**SOURCE EXTRACT**
>>

Anyways, let's move on with the good stuff and get into what you should be doing at the end of the year to maximize your tax savings. What we're going to cover in this conversation are first, you want to make sense of your books and records. We're going to talk about how to do that, some key items there and strategies for you guys. Next, we're going to talk about very quickly on this one, entity structuring, and then we're going to discuss minimizing your adjusted gross income, your income, your business income or even your W2 income. What can we do to drive that down, to minimize the taxation on that? Finally, we're going to talk about tax credits a little bit on this topic, because most of our listeners are not quite ready to delve too deep into this. This is one more for our higher income earner audience, and then we're going to talk about what can we do to prevent future taxation. So this is going to be a really valuable episode. If you don't quite have a CPA who is strategizing with you yet although you should and if you're a high income earner and most of our clients are high income earners you're going to get some really wonderful details. And then also anyone in between who is an entrepreneur and, in particular, a real estate investor, you're going to see a lot of value.

Speaker 1:

But now let's get into the good stuff. Let's start talking. First, we want to make sense of our books and records. This is so important because we cannot plan for your tax liabilities in 2023, as this record is, this being recorded until we at least have some sort of feel what your profitability here is. Now we come across people who are slacking on their books and records, and they're they haven't reconciled their accounts in a while and they just have some general ideas of what their tax, what their taxable income, is going to look like from their businesses. This is a huge mistake because we've seen this before, where clients give us their projections of what their profitability is and these are not our bookkeeping clients, obviously and then when we implement the strategies, then we later on do their tax return. We may find that we may have done something that's completely inappropriate for their income. Maybe their income was far higher than we expect and now we have additional tax liabilities we couldn't plan for. Or, on the other side of the spectrum, maybe they have over invested into a tax plan that is more sophisticated than we need. So you really want to do as a step one make sure you have a as good an understanding as you can of what your profitability is going to look like from your business and businesses in real estate for before the end of the year.

Speaker 1:

Now let's talk about how we can do this. Obviously, you want a bookkeeper all that great stuff. Let's say you don't have a bookkeeper and you have a business. Export your statements into Excel. You can turn this into an income statement, a mock income statement, pretty quickly. If you don't know how to do this and you want a cheat code on how to do this, just email info at mark proberg, cpacom. We have some templates that'll show you how to do that, where you can export your transactions, classify and get sub totals and put together a mock income statement.

<<

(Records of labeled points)
>>

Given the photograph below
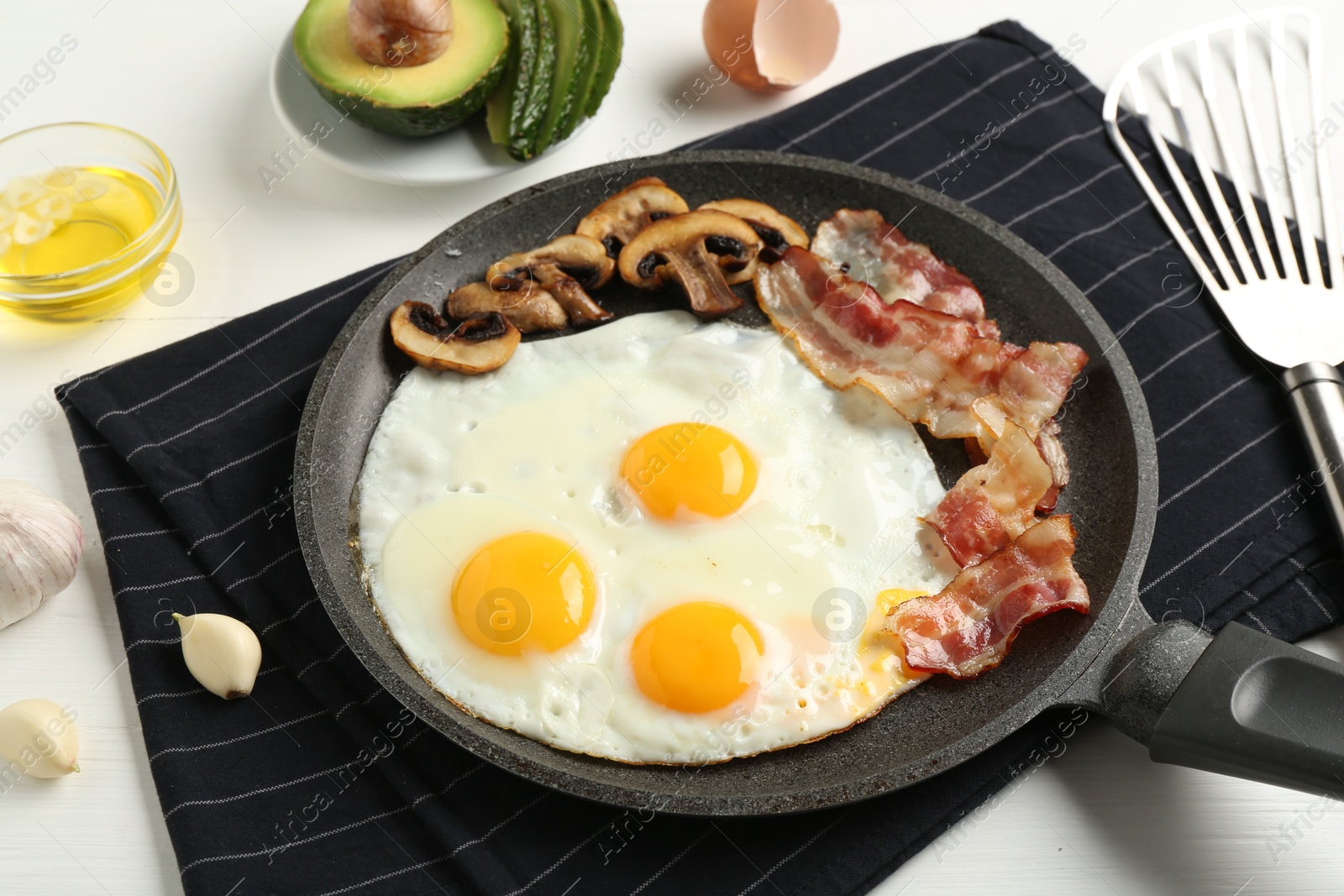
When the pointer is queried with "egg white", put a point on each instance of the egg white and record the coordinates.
(457, 461)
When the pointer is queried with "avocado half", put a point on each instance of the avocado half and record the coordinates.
(410, 101)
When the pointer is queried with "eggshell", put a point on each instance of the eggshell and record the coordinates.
(772, 45)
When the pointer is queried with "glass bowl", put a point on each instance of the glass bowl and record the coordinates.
(80, 159)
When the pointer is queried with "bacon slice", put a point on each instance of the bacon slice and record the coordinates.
(1053, 452)
(877, 253)
(931, 367)
(994, 503)
(971, 625)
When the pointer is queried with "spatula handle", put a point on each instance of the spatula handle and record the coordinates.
(1317, 394)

<<

**STATED TASK 1**
According to the transcript on year-end tax savings, why should a business owner get a clear picture of profitability before year-end tax planning? Answer in one to three sentences.
**STATED TASK 2**
Convert the listing of labeled points into a JSON list of strings, one string per line, without the picture.
The transcript and the listing have no connection to each other.

**FULL OUTPUT 1**
Tax liabilities cannot be planned until there is at least a feel for the business's profitability. Working from rough projections can lead to strategies that don't fit the actual income. Higher-than-expected income can bring tax liabilities that weren't planned for, or the client may over-invest in a more sophisticated tax plan than needed.

**FULL OUTPUT 2**
[
  "Given the photograph below",
  "When the pointer is queried with \"egg white\", put a point on each instance of the egg white and record the coordinates.",
  "(457, 461)",
  "When the pointer is queried with \"avocado half\", put a point on each instance of the avocado half and record the coordinates.",
  "(410, 101)",
  "When the pointer is queried with \"eggshell\", put a point on each instance of the eggshell and record the coordinates.",
  "(772, 45)",
  "When the pointer is queried with \"glass bowl\", put a point on each instance of the glass bowl and record the coordinates.",
  "(80, 159)",
  "When the pointer is queried with \"bacon slice\", put a point on each instance of the bacon slice and record the coordinates.",
  "(1053, 452)",
  "(877, 253)",
  "(931, 367)",
  "(994, 503)",
  "(971, 625)",
  "When the pointer is queried with \"spatula handle\", put a point on each instance of the spatula handle and record the coordinates.",
  "(1317, 394)"
]